◆ Entries
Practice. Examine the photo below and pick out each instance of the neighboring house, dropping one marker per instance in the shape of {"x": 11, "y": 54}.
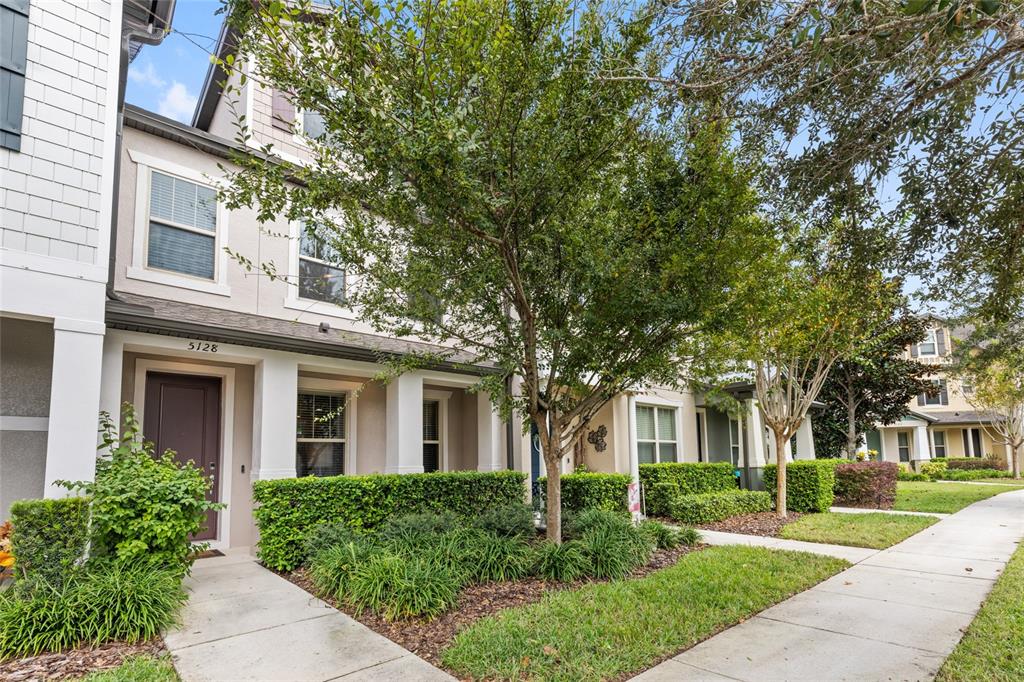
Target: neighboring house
{"x": 941, "y": 425}
{"x": 60, "y": 68}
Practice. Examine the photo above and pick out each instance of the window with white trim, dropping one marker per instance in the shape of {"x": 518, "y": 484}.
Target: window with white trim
{"x": 734, "y": 441}
{"x": 321, "y": 276}
{"x": 321, "y": 434}
{"x": 656, "y": 439}
{"x": 930, "y": 346}
{"x": 431, "y": 435}
{"x": 182, "y": 230}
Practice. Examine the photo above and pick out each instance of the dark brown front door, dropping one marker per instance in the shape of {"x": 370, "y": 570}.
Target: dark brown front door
{"x": 182, "y": 413}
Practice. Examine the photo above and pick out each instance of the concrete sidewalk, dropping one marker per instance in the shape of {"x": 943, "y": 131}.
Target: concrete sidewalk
{"x": 896, "y": 614}
{"x": 245, "y": 623}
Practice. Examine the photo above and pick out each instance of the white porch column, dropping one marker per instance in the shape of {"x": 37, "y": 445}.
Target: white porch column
{"x": 274, "y": 410}
{"x": 403, "y": 450}
{"x": 805, "y": 440}
{"x": 755, "y": 435}
{"x": 110, "y": 383}
{"x": 78, "y": 357}
{"x": 489, "y": 456}
{"x": 921, "y": 452}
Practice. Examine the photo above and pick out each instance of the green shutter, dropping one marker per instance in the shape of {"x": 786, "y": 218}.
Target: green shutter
{"x": 13, "y": 51}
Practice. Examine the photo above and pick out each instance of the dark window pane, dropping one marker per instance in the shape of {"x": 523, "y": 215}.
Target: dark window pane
{"x": 180, "y": 251}
{"x": 320, "y": 459}
{"x": 322, "y": 283}
{"x": 431, "y": 458}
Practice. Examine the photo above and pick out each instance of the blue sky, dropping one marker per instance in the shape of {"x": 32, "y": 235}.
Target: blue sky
{"x": 167, "y": 78}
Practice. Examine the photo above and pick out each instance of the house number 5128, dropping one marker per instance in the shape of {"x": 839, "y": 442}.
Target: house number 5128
{"x": 203, "y": 346}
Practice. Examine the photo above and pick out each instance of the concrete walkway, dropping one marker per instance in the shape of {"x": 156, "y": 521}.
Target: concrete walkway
{"x": 245, "y": 623}
{"x": 895, "y": 614}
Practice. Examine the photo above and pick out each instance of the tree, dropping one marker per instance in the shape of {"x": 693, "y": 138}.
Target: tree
{"x": 872, "y": 386}
{"x": 905, "y": 113}
{"x": 488, "y": 190}
{"x": 997, "y": 392}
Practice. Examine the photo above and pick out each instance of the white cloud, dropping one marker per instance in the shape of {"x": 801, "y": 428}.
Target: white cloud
{"x": 145, "y": 76}
{"x": 177, "y": 103}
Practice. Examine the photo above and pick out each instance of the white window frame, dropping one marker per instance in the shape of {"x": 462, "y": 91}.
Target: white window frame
{"x": 292, "y": 299}
{"x": 675, "y": 408}
{"x": 138, "y": 268}
{"x": 931, "y": 339}
{"x": 348, "y": 390}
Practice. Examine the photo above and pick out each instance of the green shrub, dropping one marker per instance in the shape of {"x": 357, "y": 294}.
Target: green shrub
{"x": 332, "y": 567}
{"x": 494, "y": 558}
{"x": 144, "y": 507}
{"x": 689, "y": 477}
{"x": 809, "y": 484}
{"x": 592, "y": 491}
{"x": 509, "y": 521}
{"x": 716, "y": 506}
{"x": 399, "y": 588}
{"x": 972, "y": 474}
{"x": 934, "y": 468}
{"x": 660, "y": 535}
{"x": 287, "y": 509}
{"x": 326, "y": 536}
{"x": 49, "y": 538}
{"x": 565, "y": 562}
{"x": 108, "y": 601}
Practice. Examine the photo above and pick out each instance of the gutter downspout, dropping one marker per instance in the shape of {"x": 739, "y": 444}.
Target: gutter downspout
{"x": 147, "y": 37}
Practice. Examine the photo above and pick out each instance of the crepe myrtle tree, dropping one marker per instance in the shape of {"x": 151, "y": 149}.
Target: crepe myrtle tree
{"x": 792, "y": 329}
{"x": 486, "y": 190}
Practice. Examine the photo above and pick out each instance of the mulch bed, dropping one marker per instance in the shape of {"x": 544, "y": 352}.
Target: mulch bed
{"x": 76, "y": 663}
{"x": 428, "y": 638}
{"x": 767, "y": 524}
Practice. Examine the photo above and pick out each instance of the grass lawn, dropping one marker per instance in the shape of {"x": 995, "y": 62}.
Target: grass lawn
{"x": 947, "y": 498}
{"x": 137, "y": 669}
{"x": 877, "y": 530}
{"x": 993, "y": 645}
{"x": 608, "y": 630}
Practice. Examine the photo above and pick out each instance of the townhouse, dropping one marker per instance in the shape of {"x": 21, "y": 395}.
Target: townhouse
{"x": 940, "y": 425}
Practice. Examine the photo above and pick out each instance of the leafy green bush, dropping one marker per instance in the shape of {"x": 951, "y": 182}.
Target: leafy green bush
{"x": 332, "y": 567}
{"x": 716, "y": 506}
{"x": 496, "y": 558}
{"x": 972, "y": 474}
{"x": 934, "y": 468}
{"x": 287, "y": 509}
{"x": 326, "y": 536}
{"x": 508, "y": 521}
{"x": 49, "y": 538}
{"x": 565, "y": 562}
{"x": 143, "y": 507}
{"x": 592, "y": 491}
{"x": 397, "y": 587}
{"x": 810, "y": 484}
{"x": 108, "y": 601}
{"x": 689, "y": 477}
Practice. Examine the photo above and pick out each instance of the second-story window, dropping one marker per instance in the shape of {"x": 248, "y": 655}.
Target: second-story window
{"x": 321, "y": 276}
{"x": 182, "y": 226}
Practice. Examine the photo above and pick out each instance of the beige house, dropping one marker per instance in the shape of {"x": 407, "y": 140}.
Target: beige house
{"x": 940, "y": 425}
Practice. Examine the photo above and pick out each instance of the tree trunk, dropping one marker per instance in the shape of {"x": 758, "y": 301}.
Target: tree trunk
{"x": 851, "y": 430}
{"x": 780, "y": 478}
{"x": 554, "y": 499}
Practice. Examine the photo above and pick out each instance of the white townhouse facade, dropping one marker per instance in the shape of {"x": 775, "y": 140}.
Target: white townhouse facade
{"x": 61, "y": 65}
{"x": 941, "y": 425}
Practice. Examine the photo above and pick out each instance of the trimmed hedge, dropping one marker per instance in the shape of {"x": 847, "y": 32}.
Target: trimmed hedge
{"x": 712, "y": 507}
{"x": 592, "y": 491}
{"x": 863, "y": 483}
{"x": 809, "y": 484}
{"x": 49, "y": 537}
{"x": 287, "y": 509}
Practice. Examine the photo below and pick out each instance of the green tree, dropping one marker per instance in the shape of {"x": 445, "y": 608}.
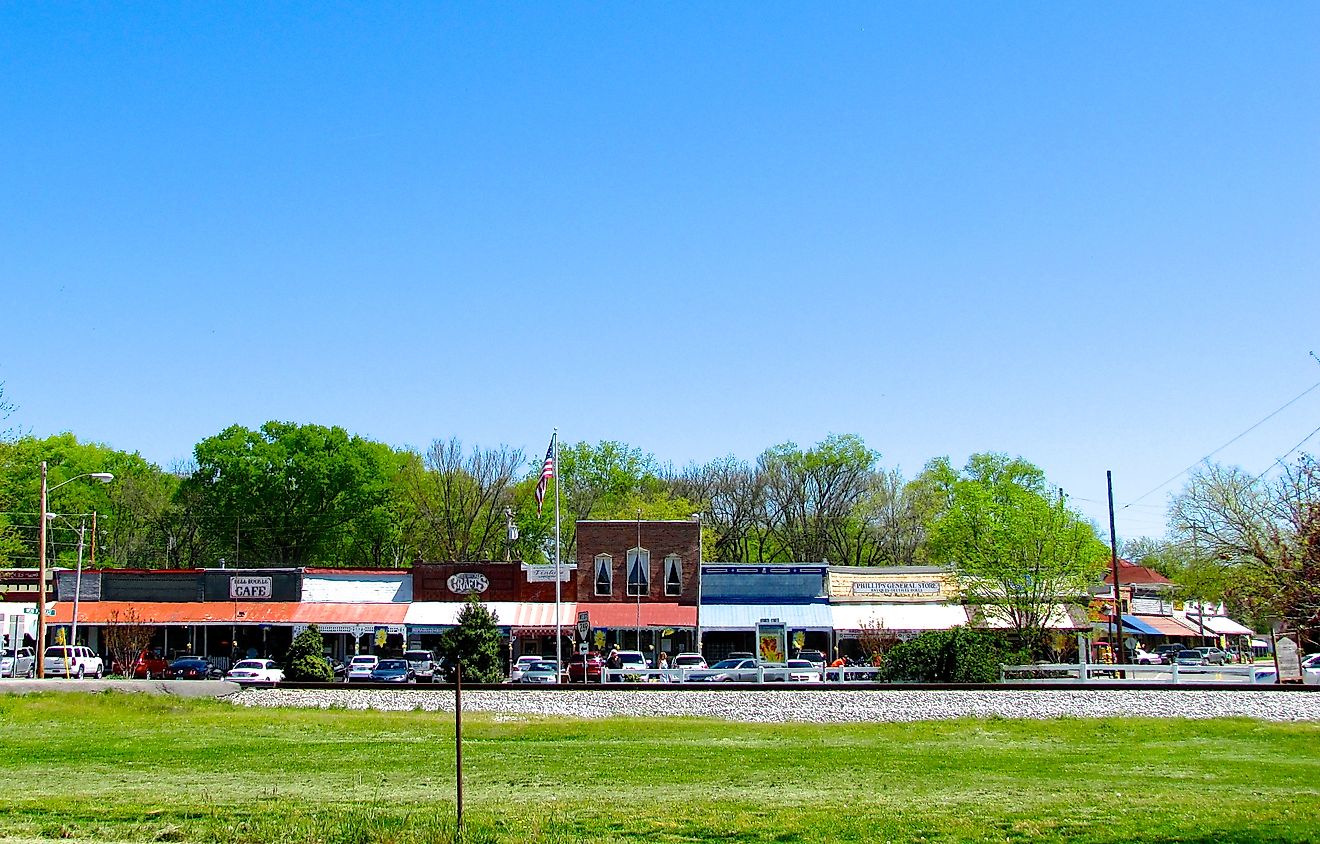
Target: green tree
{"x": 305, "y": 658}
{"x": 475, "y": 643}
{"x": 288, "y": 494}
{"x": 1018, "y": 550}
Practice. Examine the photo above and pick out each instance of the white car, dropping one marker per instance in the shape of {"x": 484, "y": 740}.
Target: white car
{"x": 255, "y": 671}
{"x": 524, "y": 662}
{"x": 1311, "y": 670}
{"x": 71, "y": 661}
{"x": 361, "y": 667}
{"x": 21, "y": 663}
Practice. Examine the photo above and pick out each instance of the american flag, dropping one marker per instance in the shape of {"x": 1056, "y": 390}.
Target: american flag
{"x": 547, "y": 473}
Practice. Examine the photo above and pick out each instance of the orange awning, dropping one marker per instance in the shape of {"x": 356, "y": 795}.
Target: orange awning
{"x": 614, "y": 616}
{"x": 229, "y": 613}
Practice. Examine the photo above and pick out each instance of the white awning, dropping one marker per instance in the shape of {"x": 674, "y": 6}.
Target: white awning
{"x": 898, "y": 617}
{"x": 1220, "y": 625}
{"x": 512, "y": 614}
{"x": 745, "y": 616}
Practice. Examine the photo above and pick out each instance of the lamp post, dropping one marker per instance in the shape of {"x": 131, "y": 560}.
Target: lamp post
{"x": 697, "y": 517}
{"x": 103, "y": 477}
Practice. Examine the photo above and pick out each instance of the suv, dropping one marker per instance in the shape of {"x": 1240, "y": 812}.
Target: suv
{"x": 149, "y": 665}
{"x": 21, "y": 663}
{"x": 71, "y": 661}
{"x": 423, "y": 665}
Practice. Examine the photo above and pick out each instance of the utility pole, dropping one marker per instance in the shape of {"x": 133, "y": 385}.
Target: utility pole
{"x": 1117, "y": 618}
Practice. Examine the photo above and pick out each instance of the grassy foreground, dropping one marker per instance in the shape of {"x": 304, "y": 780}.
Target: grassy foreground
{"x": 112, "y": 766}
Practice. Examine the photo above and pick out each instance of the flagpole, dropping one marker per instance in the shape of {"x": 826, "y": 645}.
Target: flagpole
{"x": 559, "y": 624}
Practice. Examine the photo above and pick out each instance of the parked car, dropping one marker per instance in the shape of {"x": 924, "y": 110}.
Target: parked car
{"x": 692, "y": 662}
{"x": 21, "y": 663}
{"x": 544, "y": 672}
{"x": 392, "y": 671}
{"x": 816, "y": 658}
{"x": 252, "y": 671}
{"x": 1311, "y": 670}
{"x": 71, "y": 661}
{"x": 361, "y": 667}
{"x": 423, "y": 665}
{"x": 523, "y": 662}
{"x": 149, "y": 665}
{"x": 1168, "y": 651}
{"x": 726, "y": 671}
{"x": 803, "y": 671}
{"x": 192, "y": 668}
{"x": 585, "y": 668}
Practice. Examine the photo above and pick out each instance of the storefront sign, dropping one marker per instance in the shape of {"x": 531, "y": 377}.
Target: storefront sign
{"x": 250, "y": 588}
{"x": 545, "y": 573}
{"x": 896, "y": 588}
{"x": 469, "y": 583}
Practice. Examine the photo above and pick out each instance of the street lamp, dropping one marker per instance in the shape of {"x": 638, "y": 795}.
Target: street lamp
{"x": 102, "y": 477}
{"x": 697, "y": 517}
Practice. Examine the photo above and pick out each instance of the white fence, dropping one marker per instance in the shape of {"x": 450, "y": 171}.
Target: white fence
{"x": 763, "y": 674}
{"x": 1100, "y": 672}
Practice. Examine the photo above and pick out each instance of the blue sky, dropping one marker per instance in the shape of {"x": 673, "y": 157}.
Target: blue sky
{"x": 1084, "y": 234}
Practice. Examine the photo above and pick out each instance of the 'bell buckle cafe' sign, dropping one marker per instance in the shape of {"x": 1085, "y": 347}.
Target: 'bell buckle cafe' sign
{"x": 250, "y": 588}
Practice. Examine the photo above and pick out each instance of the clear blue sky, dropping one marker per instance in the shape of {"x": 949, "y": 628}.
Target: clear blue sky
{"x": 1084, "y": 234}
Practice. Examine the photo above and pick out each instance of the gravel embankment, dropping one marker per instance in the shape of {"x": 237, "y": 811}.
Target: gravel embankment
{"x": 817, "y": 705}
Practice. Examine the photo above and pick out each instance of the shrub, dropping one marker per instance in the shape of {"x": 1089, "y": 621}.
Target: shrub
{"x": 305, "y": 659}
{"x": 957, "y": 655}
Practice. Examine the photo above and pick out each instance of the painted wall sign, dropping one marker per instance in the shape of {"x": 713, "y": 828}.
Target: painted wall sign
{"x": 898, "y": 588}
{"x": 467, "y": 583}
{"x": 250, "y": 588}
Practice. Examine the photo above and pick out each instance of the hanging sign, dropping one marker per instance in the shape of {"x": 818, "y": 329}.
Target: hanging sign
{"x": 467, "y": 583}
{"x": 250, "y": 588}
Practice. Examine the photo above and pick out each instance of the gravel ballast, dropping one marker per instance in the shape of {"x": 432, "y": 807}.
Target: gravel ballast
{"x": 815, "y": 705}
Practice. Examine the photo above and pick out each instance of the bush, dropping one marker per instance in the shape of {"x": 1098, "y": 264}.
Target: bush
{"x": 475, "y": 642}
{"x": 957, "y": 655}
{"x": 305, "y": 659}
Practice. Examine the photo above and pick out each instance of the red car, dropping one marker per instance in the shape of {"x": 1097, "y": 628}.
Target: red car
{"x": 149, "y": 665}
{"x": 590, "y": 666}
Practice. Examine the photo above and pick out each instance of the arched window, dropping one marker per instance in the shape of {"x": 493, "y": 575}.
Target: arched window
{"x": 603, "y": 573}
{"x": 673, "y": 575}
{"x": 639, "y": 572}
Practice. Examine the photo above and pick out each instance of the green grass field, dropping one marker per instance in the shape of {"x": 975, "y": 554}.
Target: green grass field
{"x": 111, "y": 766}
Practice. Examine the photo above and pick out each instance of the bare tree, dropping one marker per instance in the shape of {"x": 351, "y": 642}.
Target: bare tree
{"x": 461, "y": 497}
{"x": 126, "y": 637}
{"x": 1265, "y": 534}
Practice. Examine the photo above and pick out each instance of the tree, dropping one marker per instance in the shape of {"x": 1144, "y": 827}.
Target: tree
{"x": 460, "y": 498}
{"x": 288, "y": 494}
{"x": 305, "y": 659}
{"x": 1019, "y": 551}
{"x": 1263, "y": 535}
{"x": 475, "y": 642}
{"x": 126, "y": 637}
{"x": 812, "y": 495}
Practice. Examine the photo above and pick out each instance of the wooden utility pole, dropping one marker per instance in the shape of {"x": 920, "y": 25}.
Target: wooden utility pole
{"x": 1113, "y": 558}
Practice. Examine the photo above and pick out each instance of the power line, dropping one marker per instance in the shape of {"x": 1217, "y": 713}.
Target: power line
{"x": 1275, "y": 412}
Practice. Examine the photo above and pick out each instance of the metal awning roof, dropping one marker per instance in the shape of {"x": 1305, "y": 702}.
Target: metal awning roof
{"x": 745, "y": 616}
{"x": 898, "y": 617}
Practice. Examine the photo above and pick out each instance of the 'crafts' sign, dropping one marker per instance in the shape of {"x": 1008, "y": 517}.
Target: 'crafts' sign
{"x": 467, "y": 583}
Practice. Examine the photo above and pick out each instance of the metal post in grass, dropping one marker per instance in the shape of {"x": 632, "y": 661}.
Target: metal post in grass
{"x": 458, "y": 744}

◆ Instruction
Beginning with the line that contains "of the wooden", quote each line exactly through the last line of the entries above, and nothing beyond them.

◆ Full answer
Practice. Examine the photo above and pick out each instance of the wooden utility pole, dropping one marker per instance in the shape of {"x": 920, "y": 25}.
Target: wooden utility pole
{"x": 1113, "y": 558}
Practice. Examine the photo above and pick out each instance of the power line, dropping one marker per instance in the shape of {"x": 1217, "y": 713}.
Target: power line
{"x": 1275, "y": 412}
Practice. Examine the photo above and pick out each instance of the metal awning roof, dropping one marker per instance in the shape of {"x": 1305, "y": 702}.
Target: metal awning roof
{"x": 745, "y": 616}
{"x": 898, "y": 617}
Practice. Examine the photo above and pick out each instance of the 'crafts' sign, dropping one marker per instance in the shape of {"x": 1008, "y": 517}.
Target: 'crafts' sign
{"x": 467, "y": 583}
Practice. Examine the photo above and pick out each instance of the metal post in grass, dropping one marker per instance in the shape of {"x": 632, "y": 661}.
Target: metal post in grass
{"x": 458, "y": 744}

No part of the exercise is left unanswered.